══ Data provided ══

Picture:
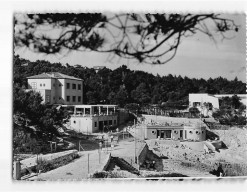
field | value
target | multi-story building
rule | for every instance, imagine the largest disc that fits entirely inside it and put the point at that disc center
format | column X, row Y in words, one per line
column 94, row 118
column 57, row 88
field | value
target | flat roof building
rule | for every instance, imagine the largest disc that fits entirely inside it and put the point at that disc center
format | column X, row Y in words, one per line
column 57, row 88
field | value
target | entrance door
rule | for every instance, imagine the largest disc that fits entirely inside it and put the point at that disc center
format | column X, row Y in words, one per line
column 168, row 134
column 162, row 134
column 101, row 125
column 181, row 134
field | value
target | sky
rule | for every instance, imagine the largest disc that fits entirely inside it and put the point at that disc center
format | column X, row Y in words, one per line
column 197, row 57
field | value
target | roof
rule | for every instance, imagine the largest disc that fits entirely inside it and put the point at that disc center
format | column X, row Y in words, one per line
column 55, row 75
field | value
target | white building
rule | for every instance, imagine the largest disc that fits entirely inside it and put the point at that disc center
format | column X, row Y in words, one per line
column 57, row 88
column 93, row 118
column 198, row 99
column 243, row 97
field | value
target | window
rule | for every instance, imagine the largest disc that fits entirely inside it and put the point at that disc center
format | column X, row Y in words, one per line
column 47, row 98
column 68, row 85
column 34, row 85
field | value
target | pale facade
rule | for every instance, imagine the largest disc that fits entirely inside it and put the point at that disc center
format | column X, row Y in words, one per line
column 243, row 97
column 57, row 88
column 93, row 118
column 185, row 132
column 198, row 99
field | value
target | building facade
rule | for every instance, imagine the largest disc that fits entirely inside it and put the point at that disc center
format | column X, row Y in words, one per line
column 182, row 132
column 57, row 88
column 198, row 99
column 93, row 118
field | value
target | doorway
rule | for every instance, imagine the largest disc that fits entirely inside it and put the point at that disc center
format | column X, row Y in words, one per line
column 101, row 125
column 168, row 134
column 162, row 134
column 181, row 134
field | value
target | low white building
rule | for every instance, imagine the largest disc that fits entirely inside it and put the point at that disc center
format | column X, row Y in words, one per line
column 243, row 97
column 93, row 118
column 198, row 99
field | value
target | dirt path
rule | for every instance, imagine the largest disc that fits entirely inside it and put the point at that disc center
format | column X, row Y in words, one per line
column 76, row 170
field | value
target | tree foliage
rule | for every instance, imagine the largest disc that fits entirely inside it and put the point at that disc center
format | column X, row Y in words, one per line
column 27, row 105
column 149, row 38
column 123, row 86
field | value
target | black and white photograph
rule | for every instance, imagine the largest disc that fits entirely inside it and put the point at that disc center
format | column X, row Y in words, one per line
column 132, row 95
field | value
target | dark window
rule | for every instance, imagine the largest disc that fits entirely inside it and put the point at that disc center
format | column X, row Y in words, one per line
column 48, row 98
column 34, row 85
column 68, row 85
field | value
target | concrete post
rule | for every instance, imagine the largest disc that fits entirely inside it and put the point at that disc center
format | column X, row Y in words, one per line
column 17, row 170
column 91, row 111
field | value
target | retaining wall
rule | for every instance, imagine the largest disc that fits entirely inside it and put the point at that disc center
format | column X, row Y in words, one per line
column 31, row 163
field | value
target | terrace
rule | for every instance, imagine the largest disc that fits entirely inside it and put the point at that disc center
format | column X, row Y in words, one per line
column 94, row 110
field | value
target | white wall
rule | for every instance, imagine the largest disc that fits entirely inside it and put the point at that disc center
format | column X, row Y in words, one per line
column 203, row 98
column 195, row 133
column 87, row 124
column 72, row 92
column 59, row 92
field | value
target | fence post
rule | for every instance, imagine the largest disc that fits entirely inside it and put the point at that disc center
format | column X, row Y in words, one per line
column 88, row 163
column 17, row 170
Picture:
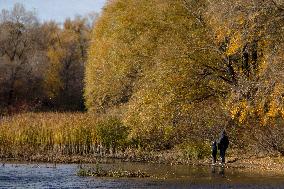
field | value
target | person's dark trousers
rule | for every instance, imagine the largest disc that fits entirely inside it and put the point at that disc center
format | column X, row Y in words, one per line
column 214, row 158
column 222, row 155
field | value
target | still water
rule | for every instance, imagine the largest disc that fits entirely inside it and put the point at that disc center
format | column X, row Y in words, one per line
column 23, row 175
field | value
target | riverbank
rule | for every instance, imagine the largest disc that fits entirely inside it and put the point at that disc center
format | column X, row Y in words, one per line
column 253, row 162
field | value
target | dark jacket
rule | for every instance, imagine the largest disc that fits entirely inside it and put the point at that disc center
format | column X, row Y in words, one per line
column 223, row 141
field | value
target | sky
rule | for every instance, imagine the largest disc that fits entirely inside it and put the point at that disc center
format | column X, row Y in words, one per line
column 57, row 10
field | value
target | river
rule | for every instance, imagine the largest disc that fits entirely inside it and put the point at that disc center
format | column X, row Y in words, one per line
column 25, row 175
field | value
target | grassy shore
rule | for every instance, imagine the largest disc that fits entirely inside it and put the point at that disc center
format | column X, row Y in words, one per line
column 79, row 138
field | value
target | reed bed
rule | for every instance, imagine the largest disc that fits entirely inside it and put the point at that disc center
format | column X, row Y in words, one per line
column 50, row 134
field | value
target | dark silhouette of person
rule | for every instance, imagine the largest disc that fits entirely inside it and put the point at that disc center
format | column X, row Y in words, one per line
column 214, row 151
column 223, row 145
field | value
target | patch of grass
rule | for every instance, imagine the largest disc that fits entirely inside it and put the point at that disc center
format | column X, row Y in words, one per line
column 195, row 150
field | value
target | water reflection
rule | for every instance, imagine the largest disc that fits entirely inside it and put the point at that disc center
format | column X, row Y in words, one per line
column 164, row 176
column 217, row 171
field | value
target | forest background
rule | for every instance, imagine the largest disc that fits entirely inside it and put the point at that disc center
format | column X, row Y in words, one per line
column 147, row 75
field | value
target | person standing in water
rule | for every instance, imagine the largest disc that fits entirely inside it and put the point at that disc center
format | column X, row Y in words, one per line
column 223, row 144
column 214, row 151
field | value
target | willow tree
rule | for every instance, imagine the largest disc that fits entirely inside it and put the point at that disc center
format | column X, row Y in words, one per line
column 146, row 59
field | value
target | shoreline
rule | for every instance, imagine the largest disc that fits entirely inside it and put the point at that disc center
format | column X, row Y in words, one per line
column 264, row 163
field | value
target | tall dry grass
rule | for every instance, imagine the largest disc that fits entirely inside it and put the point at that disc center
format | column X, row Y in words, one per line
column 50, row 134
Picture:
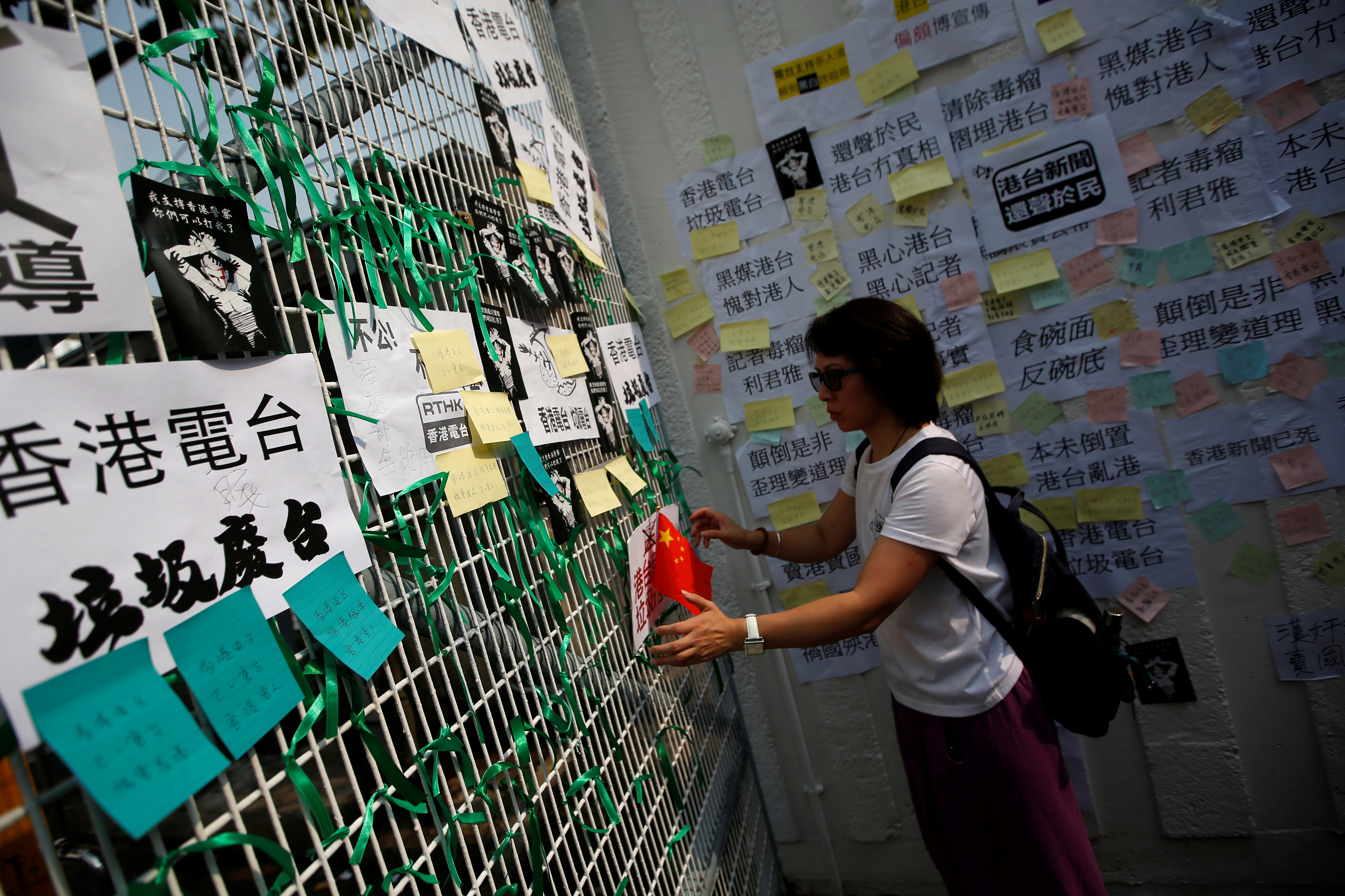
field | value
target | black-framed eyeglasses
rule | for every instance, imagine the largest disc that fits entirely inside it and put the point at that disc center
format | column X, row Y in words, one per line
column 832, row 378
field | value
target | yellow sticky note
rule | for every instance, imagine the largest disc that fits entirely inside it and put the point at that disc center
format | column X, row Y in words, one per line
column 490, row 417
column 1059, row 511
column 621, row 468
column 801, row 510
column 568, row 355
column 1214, row 109
column 449, row 358
column 744, row 336
column 1109, row 506
column 821, row 246
column 887, row 77
column 536, row 186
column 867, row 214
column 1114, row 319
column 474, row 479
column 1060, row 30
column 920, row 179
column 992, row 418
column 1007, row 469
column 596, row 491
column 1021, row 272
column 676, row 284
column 1242, row 245
column 973, row 383
column 908, row 303
column 830, row 279
column 689, row 315
column 810, row 205
column 770, row 414
column 720, row 240
column 801, row 594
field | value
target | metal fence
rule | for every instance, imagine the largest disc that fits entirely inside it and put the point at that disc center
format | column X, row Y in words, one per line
column 352, row 86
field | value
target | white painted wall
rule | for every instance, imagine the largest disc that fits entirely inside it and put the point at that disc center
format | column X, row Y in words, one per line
column 1239, row 793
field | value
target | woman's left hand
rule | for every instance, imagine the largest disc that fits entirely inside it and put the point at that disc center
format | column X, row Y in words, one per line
column 700, row 639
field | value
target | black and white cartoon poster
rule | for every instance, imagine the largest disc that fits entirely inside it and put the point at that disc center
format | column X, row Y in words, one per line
column 496, row 123
column 68, row 252
column 793, row 162
column 201, row 250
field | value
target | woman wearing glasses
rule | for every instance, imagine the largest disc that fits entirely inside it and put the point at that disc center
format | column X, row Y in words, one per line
column 989, row 786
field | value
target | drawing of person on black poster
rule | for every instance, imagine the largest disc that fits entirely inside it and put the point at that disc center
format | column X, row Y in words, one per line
column 794, row 163
column 498, row 136
column 201, row 250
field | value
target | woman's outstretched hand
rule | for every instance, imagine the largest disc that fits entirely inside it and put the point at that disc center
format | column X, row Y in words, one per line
column 700, row 639
column 709, row 523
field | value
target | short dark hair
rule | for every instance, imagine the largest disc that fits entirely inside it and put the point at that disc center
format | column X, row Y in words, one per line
column 891, row 349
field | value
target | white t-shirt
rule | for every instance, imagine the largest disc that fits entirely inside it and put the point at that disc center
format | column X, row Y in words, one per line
column 941, row 655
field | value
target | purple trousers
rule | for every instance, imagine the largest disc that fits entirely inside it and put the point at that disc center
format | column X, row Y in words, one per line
column 994, row 801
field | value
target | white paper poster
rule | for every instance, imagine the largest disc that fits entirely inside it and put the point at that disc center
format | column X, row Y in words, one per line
column 742, row 189
column 857, row 159
column 1204, row 186
column 557, row 409
column 1225, row 450
column 69, row 260
column 381, row 377
column 629, row 365
column 134, row 496
column 1056, row 353
column 1200, row 316
column 810, row 85
column 496, row 29
column 1068, row 176
column 808, row 459
column 941, row 33
column 1000, row 104
column 1290, row 41
column 762, row 374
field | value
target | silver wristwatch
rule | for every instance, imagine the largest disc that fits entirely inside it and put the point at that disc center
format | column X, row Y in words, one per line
column 754, row 645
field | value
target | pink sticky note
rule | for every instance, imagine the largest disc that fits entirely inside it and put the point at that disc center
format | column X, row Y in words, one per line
column 1120, row 229
column 961, row 291
column 1298, row 467
column 1288, row 105
column 708, row 378
column 1138, row 152
column 1140, row 347
column 1304, row 523
column 704, row 343
column 1296, row 377
column 1108, row 406
column 1194, row 394
column 1144, row 598
column 1301, row 263
column 1087, row 270
column 1071, row 99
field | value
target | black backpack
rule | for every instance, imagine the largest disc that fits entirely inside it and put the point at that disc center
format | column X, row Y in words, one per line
column 1075, row 656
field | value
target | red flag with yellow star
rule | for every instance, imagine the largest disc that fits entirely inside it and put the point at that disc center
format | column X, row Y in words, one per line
column 677, row 567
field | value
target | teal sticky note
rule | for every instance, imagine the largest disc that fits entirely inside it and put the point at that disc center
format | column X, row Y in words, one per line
column 1051, row 293
column 234, row 667
column 1152, row 390
column 342, row 616
column 1242, row 363
column 1168, row 488
column 637, row 422
column 1189, row 260
column 533, row 461
column 1140, row 266
column 1218, row 520
column 126, row 735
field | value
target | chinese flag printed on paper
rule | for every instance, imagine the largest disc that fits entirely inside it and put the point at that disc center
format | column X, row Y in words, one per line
column 677, row 569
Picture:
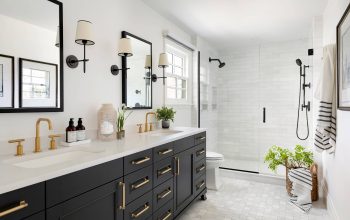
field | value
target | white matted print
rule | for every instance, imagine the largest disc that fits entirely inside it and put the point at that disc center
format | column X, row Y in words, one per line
column 38, row 84
column 343, row 63
column 6, row 81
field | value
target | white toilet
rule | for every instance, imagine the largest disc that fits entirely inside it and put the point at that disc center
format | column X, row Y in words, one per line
column 214, row 161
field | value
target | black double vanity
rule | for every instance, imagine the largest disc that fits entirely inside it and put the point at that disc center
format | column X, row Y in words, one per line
column 157, row 183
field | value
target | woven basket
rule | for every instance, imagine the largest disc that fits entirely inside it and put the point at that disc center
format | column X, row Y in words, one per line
column 313, row 171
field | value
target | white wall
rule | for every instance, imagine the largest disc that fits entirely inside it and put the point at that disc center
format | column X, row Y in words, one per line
column 85, row 93
column 336, row 167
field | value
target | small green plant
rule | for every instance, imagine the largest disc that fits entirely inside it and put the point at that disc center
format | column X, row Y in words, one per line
column 276, row 156
column 121, row 118
column 165, row 114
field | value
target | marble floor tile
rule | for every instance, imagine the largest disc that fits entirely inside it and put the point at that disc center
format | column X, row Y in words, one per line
column 249, row 200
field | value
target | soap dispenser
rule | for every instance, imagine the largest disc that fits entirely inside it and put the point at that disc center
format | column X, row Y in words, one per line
column 71, row 132
column 81, row 135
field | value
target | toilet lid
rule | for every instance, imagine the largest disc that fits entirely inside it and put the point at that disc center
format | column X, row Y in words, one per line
column 214, row 156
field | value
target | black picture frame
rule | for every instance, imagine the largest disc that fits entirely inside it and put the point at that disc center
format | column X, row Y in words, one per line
column 12, row 83
column 125, row 75
column 20, row 82
column 345, row 16
column 60, row 108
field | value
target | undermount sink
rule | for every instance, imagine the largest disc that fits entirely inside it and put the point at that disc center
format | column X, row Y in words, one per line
column 163, row 132
column 53, row 159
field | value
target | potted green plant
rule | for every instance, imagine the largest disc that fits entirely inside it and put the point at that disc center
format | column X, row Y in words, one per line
column 121, row 118
column 279, row 156
column 165, row 114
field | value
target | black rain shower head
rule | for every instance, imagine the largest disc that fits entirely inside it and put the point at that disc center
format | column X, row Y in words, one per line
column 298, row 61
column 221, row 64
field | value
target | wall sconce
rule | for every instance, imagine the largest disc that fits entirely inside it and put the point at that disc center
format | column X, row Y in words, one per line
column 124, row 50
column 83, row 37
column 162, row 63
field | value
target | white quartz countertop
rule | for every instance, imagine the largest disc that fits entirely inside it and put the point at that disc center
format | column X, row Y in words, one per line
column 13, row 176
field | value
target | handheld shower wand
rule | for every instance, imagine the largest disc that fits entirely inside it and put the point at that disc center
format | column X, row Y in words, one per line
column 306, row 106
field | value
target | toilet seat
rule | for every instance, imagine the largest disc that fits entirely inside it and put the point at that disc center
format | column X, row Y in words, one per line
column 214, row 156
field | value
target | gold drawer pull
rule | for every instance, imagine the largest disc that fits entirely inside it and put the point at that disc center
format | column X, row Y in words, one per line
column 165, row 152
column 168, row 214
column 164, row 171
column 22, row 205
column 144, row 182
column 140, row 161
column 164, row 194
column 200, row 152
column 123, row 196
column 200, row 185
column 199, row 169
column 138, row 214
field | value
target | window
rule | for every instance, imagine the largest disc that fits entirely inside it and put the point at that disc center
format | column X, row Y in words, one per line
column 36, row 84
column 179, row 74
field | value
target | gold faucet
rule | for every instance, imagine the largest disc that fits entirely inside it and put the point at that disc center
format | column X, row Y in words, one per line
column 146, row 125
column 37, row 136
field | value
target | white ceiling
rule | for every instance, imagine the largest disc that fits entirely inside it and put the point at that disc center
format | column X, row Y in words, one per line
column 232, row 23
column 41, row 13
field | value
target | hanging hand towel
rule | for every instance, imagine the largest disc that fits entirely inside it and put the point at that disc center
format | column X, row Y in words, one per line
column 325, row 134
column 301, row 189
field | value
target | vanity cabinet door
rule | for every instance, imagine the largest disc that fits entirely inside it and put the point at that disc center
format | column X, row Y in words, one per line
column 100, row 203
column 183, row 181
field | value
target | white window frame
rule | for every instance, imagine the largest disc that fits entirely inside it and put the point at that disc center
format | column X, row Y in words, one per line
column 187, row 55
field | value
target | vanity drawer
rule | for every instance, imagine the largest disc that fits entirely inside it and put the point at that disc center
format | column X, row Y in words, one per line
column 163, row 151
column 199, row 185
column 140, row 208
column 200, row 138
column 199, row 168
column 183, row 144
column 199, row 152
column 162, row 194
column 23, row 202
column 65, row 187
column 165, row 213
column 138, row 183
column 162, row 171
column 137, row 161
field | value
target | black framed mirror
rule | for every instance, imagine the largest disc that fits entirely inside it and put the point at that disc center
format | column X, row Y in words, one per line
column 32, row 35
column 136, row 81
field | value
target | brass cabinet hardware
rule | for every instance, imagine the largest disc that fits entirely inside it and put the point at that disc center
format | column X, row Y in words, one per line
column 140, row 161
column 138, row 214
column 122, row 206
column 167, row 216
column 199, row 169
column 144, row 182
column 164, row 171
column 200, row 152
column 53, row 145
column 164, row 194
column 177, row 166
column 165, row 151
column 200, row 185
column 19, row 151
column 22, row 205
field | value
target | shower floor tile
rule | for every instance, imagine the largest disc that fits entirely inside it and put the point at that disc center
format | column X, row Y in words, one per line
column 242, row 199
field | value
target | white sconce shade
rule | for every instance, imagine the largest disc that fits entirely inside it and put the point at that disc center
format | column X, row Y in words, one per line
column 148, row 63
column 57, row 44
column 163, row 60
column 125, row 48
column 84, row 33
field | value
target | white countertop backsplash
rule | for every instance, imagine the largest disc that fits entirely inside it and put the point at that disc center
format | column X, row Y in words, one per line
column 14, row 177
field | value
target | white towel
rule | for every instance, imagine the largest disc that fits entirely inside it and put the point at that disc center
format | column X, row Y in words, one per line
column 325, row 134
column 301, row 189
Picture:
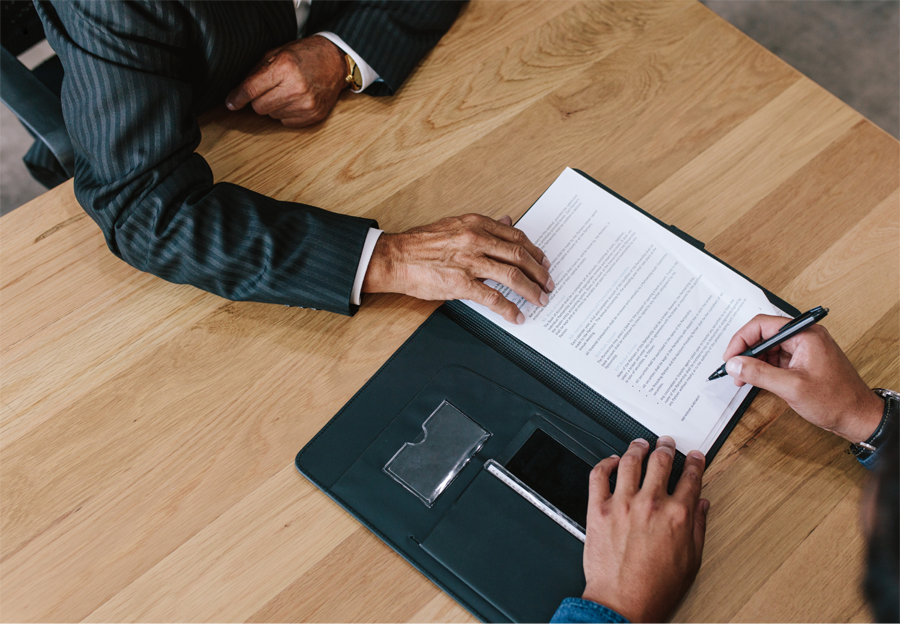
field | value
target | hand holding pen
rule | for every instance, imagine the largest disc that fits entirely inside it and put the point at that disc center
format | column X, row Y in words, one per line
column 788, row 331
column 810, row 372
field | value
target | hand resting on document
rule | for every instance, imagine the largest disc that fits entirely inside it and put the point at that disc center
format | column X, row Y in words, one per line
column 644, row 546
column 450, row 259
column 811, row 373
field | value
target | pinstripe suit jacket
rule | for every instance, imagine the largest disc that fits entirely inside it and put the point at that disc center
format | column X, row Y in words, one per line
column 137, row 74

═══

-- Action item --
Starting at the first line of the records and stopping after the line with "target | flat roof building", copy each line exactly; pictures stay out.

-- Solution to this exercise --
Picture:
field | value
target | multi-story building
rule | for every instance, imagine the largest disc that fits entirely inside it and put the point at that disc center
format | column X, row Y in words, one per line
column 94, row 118
column 57, row 88
field | value
target | flat roof building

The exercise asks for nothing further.